### Problem
Reproduce the line that holds "of the arched" together with all the lines after it up to the end of the entries.

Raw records
•••••

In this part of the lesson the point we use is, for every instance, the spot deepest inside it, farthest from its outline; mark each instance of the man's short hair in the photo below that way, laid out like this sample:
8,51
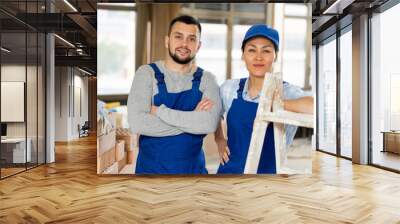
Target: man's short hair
185,19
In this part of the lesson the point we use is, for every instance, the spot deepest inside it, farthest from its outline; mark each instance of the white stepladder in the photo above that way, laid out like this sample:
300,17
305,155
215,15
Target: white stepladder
270,109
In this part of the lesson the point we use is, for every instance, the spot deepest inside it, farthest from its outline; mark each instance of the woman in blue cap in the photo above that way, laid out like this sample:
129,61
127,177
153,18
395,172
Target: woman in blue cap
240,101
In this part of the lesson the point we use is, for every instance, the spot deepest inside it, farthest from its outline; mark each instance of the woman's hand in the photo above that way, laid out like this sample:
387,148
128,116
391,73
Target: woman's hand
223,151
222,145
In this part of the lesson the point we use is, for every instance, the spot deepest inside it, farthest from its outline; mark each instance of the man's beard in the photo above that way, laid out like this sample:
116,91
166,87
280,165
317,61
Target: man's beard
178,60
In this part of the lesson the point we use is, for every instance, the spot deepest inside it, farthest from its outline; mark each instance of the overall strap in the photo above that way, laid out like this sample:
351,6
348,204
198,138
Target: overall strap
241,87
160,78
197,78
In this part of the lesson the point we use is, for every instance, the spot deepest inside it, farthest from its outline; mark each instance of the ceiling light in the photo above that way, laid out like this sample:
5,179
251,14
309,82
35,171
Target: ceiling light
70,5
84,71
337,7
5,50
65,41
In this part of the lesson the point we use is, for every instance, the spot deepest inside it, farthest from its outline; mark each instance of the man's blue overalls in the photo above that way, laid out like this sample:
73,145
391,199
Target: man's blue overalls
179,154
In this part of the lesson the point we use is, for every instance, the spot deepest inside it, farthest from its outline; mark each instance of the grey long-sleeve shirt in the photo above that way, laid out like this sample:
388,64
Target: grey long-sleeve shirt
168,122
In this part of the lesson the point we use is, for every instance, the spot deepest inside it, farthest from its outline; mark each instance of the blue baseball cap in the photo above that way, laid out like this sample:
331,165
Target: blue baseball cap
262,30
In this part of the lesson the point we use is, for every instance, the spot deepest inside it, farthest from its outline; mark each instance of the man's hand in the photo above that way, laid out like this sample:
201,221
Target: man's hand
153,110
204,105
223,151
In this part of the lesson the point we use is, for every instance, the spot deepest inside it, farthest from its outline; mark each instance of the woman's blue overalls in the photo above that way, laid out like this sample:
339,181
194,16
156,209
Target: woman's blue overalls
179,154
240,121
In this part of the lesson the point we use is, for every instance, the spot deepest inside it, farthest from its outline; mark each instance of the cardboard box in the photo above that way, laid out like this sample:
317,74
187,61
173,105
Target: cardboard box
105,142
120,150
131,157
131,140
113,169
105,160
122,162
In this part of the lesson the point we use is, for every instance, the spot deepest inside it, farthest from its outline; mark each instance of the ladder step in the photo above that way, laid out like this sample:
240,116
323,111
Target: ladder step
287,117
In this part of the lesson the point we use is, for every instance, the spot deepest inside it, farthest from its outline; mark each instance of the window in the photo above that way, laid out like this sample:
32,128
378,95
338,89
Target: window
116,48
327,96
294,52
385,85
238,66
212,53
346,94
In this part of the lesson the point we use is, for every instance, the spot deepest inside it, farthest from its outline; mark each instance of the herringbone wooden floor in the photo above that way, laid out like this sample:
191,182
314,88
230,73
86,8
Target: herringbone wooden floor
70,191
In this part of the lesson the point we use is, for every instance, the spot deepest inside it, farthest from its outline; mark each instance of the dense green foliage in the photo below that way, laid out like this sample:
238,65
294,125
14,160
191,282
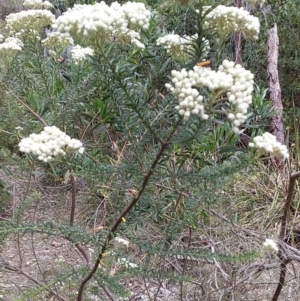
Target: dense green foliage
138,150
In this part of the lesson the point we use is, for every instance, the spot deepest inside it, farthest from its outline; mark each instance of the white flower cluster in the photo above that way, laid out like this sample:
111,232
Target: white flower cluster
178,46
57,40
240,93
227,19
122,241
270,245
102,22
34,19
32,33
256,2
37,4
11,44
124,262
80,54
230,78
267,143
50,143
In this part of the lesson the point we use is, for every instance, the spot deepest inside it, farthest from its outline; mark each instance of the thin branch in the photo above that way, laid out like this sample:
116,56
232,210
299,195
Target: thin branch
73,191
125,212
283,233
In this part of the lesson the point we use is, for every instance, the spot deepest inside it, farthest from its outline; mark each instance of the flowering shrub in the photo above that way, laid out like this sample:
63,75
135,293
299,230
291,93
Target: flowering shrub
181,47
11,44
50,143
56,40
144,160
29,20
256,2
226,19
79,53
101,22
230,78
37,4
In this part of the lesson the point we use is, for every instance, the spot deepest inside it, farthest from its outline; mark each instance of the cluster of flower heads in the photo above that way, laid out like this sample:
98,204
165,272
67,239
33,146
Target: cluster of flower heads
256,2
227,19
267,144
270,245
180,47
11,44
230,78
37,4
103,22
50,143
127,264
79,54
240,93
33,19
57,40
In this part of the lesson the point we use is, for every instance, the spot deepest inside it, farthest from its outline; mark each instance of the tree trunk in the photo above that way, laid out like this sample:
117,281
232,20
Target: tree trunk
276,124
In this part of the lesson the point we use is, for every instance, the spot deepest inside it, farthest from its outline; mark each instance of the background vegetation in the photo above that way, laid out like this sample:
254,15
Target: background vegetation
203,203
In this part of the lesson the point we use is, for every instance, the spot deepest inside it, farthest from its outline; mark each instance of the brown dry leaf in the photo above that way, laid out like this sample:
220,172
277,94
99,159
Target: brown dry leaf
56,244
99,228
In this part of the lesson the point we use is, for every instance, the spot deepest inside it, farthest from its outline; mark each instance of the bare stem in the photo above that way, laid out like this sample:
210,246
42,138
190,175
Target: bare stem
283,232
125,212
73,184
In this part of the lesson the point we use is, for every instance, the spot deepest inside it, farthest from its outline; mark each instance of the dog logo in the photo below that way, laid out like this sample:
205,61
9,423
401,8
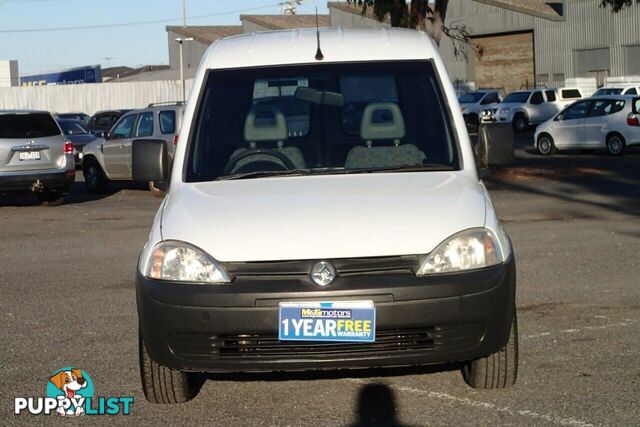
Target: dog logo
70,392
70,386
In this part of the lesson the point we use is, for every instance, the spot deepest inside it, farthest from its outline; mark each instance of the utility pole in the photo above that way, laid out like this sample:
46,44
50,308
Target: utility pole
290,7
180,41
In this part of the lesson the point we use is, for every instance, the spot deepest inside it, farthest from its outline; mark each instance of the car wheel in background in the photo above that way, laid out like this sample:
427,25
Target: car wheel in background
545,145
155,190
50,198
520,122
615,144
165,385
94,177
497,370
471,121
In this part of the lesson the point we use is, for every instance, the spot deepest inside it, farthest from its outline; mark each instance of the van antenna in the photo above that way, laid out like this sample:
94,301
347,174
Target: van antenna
319,55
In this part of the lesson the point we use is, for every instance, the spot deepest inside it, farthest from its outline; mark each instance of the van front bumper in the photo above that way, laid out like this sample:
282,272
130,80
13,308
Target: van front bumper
234,327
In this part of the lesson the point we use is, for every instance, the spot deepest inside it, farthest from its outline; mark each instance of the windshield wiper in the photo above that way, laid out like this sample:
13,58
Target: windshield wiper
261,174
415,168
335,171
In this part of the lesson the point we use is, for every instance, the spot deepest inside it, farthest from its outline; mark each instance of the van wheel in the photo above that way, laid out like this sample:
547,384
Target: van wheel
155,191
545,145
94,177
520,122
497,370
50,198
165,385
616,144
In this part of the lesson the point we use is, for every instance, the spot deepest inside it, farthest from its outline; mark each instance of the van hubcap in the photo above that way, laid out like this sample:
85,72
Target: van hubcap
544,145
615,145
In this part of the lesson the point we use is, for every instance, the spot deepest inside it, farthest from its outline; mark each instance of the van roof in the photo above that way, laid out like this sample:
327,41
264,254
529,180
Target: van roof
24,112
338,45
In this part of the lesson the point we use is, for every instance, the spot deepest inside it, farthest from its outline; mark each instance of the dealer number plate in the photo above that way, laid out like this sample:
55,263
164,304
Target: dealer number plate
29,155
348,321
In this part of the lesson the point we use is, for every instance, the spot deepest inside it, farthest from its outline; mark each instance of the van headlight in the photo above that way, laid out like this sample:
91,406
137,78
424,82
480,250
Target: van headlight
468,250
181,262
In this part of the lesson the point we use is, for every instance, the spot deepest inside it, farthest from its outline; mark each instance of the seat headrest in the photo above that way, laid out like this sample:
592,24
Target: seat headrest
265,122
382,120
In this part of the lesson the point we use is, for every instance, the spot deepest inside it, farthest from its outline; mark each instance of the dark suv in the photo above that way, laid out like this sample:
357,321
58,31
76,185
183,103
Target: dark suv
35,156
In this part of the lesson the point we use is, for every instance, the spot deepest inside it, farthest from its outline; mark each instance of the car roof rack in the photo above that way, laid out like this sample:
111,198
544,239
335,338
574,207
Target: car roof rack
156,104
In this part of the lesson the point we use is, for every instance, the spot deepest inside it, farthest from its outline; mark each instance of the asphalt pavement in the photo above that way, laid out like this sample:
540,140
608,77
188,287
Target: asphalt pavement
66,281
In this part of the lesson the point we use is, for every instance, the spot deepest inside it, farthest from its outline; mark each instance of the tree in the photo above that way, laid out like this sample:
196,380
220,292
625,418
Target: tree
425,15
617,5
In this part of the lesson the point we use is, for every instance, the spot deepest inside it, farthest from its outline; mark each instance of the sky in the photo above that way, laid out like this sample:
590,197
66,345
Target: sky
132,45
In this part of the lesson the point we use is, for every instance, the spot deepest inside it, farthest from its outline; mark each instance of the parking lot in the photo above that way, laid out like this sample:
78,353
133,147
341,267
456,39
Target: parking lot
66,277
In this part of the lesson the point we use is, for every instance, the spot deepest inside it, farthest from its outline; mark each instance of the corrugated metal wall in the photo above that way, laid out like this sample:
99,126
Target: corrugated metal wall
586,26
89,98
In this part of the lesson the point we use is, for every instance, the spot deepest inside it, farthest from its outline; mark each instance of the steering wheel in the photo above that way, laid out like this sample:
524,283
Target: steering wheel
288,164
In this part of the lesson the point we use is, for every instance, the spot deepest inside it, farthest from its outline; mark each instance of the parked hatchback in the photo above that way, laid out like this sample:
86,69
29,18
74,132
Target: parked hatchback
102,121
603,122
109,158
324,212
35,156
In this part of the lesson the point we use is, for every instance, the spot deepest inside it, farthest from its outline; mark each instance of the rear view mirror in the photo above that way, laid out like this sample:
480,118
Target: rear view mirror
150,161
319,97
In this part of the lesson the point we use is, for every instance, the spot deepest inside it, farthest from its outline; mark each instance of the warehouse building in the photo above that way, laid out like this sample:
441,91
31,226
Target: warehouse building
525,43
514,43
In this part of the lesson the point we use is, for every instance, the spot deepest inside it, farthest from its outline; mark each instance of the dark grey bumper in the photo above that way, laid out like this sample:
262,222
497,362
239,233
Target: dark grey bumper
231,328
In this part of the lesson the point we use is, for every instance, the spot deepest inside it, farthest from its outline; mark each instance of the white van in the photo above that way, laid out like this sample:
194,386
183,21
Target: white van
324,212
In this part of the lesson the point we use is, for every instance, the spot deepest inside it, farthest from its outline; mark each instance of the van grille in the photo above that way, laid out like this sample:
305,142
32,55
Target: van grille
267,346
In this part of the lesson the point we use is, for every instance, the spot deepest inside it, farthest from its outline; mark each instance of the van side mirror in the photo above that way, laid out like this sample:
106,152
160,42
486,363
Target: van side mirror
150,160
494,147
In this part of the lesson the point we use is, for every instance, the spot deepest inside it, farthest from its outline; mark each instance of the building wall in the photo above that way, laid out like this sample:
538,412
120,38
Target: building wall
342,18
250,27
91,98
556,43
9,74
193,52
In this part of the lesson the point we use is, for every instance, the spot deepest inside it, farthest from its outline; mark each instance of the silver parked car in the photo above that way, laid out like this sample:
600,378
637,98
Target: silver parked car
109,159
35,156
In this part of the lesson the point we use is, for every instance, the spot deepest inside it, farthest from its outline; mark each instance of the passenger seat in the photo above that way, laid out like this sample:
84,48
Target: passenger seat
383,121
267,123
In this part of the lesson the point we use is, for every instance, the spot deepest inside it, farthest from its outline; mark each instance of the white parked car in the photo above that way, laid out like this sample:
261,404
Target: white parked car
472,104
531,107
324,211
109,159
618,90
610,122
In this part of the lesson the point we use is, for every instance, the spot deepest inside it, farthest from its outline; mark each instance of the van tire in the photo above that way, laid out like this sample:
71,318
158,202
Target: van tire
166,385
50,198
545,145
497,370
94,178
520,123
155,191
616,144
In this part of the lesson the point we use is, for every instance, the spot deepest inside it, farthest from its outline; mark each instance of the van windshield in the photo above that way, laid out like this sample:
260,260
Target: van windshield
320,119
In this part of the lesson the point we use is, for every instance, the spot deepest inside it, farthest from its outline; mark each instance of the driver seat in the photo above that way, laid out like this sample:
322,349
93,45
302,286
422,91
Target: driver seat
267,123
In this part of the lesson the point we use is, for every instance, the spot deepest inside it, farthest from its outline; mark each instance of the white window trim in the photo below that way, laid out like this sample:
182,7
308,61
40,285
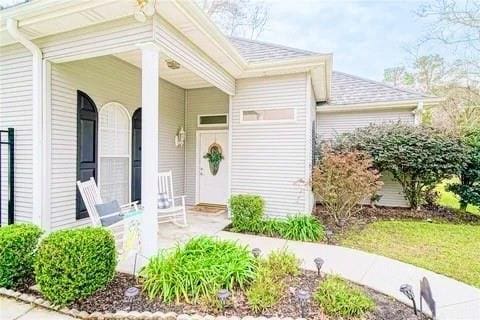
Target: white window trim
213,125
99,147
268,121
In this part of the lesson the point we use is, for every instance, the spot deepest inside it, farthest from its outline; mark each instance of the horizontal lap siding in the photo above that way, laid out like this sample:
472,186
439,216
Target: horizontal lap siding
16,112
331,124
104,79
199,102
269,159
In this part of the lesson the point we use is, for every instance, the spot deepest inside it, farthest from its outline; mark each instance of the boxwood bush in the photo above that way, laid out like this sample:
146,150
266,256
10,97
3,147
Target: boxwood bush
17,250
73,264
197,270
247,212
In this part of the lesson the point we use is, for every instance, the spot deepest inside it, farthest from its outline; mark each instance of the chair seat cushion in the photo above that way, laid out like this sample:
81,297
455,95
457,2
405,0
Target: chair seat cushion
163,201
106,209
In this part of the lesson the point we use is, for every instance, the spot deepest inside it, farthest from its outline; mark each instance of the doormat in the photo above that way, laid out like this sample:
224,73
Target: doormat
208,209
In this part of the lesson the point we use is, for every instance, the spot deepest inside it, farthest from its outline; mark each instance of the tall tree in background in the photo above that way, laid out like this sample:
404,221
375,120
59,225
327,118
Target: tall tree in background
455,25
242,18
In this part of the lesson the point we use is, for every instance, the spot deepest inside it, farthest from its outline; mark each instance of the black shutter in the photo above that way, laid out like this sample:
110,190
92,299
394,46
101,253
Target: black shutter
87,140
137,155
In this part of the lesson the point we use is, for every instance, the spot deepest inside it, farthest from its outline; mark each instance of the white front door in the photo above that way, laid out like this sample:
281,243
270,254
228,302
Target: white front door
212,186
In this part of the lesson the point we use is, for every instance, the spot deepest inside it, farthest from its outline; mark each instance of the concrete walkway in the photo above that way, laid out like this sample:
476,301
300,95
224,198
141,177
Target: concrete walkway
15,310
454,299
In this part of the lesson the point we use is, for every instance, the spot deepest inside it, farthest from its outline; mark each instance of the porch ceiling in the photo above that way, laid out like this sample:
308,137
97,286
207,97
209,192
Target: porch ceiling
181,77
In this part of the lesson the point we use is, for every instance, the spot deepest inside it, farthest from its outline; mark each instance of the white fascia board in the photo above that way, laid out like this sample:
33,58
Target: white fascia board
284,66
211,31
384,105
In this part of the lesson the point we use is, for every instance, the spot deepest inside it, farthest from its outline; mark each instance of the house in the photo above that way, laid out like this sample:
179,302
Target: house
112,90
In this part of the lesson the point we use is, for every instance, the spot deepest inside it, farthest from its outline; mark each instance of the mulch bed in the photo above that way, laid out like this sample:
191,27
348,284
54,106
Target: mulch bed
369,215
112,299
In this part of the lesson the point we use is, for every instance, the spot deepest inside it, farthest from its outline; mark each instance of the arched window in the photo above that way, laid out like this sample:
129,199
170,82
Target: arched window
114,153
87,118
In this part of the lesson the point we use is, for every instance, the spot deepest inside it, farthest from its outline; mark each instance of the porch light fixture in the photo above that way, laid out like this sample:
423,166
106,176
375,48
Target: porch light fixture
145,8
172,64
256,252
303,296
407,290
180,137
130,294
318,263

•••••

### Exercise result
In this part of the lesson the point we use is, for every instance, the spot deepest inside it, farthest from its outline; mark each instance of the arched window in the photo above that way, laid out like this sample:
129,199
170,82
Target: arched window
114,153
87,118
In this part of the lesson the point we use is, for every instance, the spot deepest inside it, farthest from its outline; mark each instance of the porch light fixture in the photo above that way, laid out like this sample:
423,166
106,176
375,48
Target: porch light fixture
145,8
172,64
256,252
303,296
407,290
180,137
130,294
318,263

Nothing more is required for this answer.